Entnehmen Sie dem folgenden Auszug zur Krise der europäischen Sozialdemokratie wörtlich die Passage von „Österreich....“ bis „auf 40,0 %.“.

##### TEXTAUSZUG

1. Die Sozialdemokratischen Parteien in Europa befinden sich in einer existenziellen Krise

Der Absturz der SPD bei den Bundestagswahlen ist kein Einzelfall. Auch in anderen europäischen Ländern befinden sich die sozialdemokratischen Parteien in einer existenziellen Krise, müssen sie befürchten, eines Tages ganz von der politischen Landkarte zu verschwinden. Das zeigen die folgenden Ergebnisse:

Land....................Jahr.....Wahl........................Stimmenant. Sozialdem.

Griechenland....2015....Parlamentswahl.......................6,28 %

Österreich..........2016....Präsidentschaftswahl.............11,28 %

Niederlande......2017....Parlamentswahl..........................5,7 %

Frankreich..........2017....Parlamentswahl...........................7,44 %

Völlig aus dem Rahmen fällt demgegenüber das Ergebnis der britischen Unterhauswahlen 2017. Hier war die Labour Party erstmals unter dem Parteilinken Jeremy Corbyn angetreten. Sie konnte ihren Stimmenanteil um 9,5% steigern und kam auf 40,0 %.

##########
##### EXTRAHIERTE EINTRÄGE

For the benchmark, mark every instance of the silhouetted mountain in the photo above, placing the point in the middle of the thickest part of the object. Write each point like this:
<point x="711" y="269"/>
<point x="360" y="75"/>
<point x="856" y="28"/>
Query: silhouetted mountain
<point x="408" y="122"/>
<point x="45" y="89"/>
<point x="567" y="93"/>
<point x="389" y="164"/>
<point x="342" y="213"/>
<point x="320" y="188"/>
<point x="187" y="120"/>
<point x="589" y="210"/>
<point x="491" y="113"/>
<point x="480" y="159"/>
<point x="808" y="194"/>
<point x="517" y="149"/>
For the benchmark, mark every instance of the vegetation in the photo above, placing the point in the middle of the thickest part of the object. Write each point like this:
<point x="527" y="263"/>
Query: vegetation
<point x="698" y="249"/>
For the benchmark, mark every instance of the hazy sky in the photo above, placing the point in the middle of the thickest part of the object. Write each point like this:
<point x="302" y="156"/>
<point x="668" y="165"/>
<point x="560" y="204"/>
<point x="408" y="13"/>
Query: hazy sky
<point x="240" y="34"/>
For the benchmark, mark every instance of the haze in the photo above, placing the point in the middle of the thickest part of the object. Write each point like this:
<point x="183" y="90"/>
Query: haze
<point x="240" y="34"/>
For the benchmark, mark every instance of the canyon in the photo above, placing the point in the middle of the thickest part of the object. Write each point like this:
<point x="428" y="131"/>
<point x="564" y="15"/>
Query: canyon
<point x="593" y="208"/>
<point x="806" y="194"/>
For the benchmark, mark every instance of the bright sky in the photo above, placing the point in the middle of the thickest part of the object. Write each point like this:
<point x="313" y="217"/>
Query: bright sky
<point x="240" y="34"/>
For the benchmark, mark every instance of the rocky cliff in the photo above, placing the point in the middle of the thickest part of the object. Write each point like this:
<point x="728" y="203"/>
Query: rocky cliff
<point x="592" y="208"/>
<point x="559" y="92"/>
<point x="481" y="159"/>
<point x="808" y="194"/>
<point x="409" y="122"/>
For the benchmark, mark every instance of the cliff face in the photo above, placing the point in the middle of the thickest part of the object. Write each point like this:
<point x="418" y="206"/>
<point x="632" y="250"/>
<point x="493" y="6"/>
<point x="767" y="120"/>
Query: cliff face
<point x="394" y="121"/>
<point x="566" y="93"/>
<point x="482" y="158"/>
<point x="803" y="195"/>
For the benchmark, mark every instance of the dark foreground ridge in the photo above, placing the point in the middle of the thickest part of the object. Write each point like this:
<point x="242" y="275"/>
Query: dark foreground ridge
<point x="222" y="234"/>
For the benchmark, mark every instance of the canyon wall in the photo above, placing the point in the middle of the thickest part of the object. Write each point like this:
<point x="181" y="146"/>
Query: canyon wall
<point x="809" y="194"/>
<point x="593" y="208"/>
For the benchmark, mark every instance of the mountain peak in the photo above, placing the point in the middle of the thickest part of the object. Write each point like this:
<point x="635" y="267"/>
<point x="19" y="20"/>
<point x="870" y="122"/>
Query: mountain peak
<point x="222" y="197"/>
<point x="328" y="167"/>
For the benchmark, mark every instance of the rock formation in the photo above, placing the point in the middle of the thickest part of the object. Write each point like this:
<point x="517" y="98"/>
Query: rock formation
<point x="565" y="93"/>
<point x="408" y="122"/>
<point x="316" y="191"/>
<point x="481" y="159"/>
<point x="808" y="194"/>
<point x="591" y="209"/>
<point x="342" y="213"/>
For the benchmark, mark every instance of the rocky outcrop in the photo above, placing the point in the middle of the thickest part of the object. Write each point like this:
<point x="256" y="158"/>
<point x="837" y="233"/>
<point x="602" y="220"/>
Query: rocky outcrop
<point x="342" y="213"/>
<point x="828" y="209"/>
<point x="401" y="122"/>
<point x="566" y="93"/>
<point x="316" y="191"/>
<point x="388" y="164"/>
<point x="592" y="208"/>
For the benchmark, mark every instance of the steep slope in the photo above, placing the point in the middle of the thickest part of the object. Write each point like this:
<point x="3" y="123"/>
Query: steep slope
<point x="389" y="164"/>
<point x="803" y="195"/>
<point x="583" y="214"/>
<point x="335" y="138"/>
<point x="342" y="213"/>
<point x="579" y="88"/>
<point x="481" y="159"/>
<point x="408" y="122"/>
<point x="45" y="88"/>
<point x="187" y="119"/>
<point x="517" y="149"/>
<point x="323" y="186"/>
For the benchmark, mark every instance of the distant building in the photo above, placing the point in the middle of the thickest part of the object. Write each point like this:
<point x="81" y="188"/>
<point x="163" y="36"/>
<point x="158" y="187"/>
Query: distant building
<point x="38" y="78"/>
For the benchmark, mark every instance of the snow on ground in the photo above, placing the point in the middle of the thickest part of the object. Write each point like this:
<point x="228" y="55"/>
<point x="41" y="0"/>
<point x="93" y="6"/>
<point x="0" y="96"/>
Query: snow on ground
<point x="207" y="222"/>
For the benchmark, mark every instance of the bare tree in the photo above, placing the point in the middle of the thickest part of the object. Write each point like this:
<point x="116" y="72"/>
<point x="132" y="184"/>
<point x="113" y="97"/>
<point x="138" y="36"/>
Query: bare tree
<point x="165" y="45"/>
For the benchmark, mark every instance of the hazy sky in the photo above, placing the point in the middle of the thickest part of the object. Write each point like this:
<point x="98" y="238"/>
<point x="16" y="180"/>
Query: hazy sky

##########

VOLLSTÄNDIGE AUSGABE:
Österreich..........2016....Präsidentschaftswahl.............11,28 %

Niederlande......2017....Parlamentswahl..........................5,7 %

Frankreich..........2017....Parlamentswahl...........................7,44 %

Völlig aus dem Rahmen fällt demgegenüber das Ergebnis der britischen Unterhauswahlen 2017. Hier war die Labour Party erstmals unter dem Parteilinken Jeremy Corbyn angetreten. Sie konnte ihren Stimmenanteil um 9,5% steigern und kam auf 40,0 %.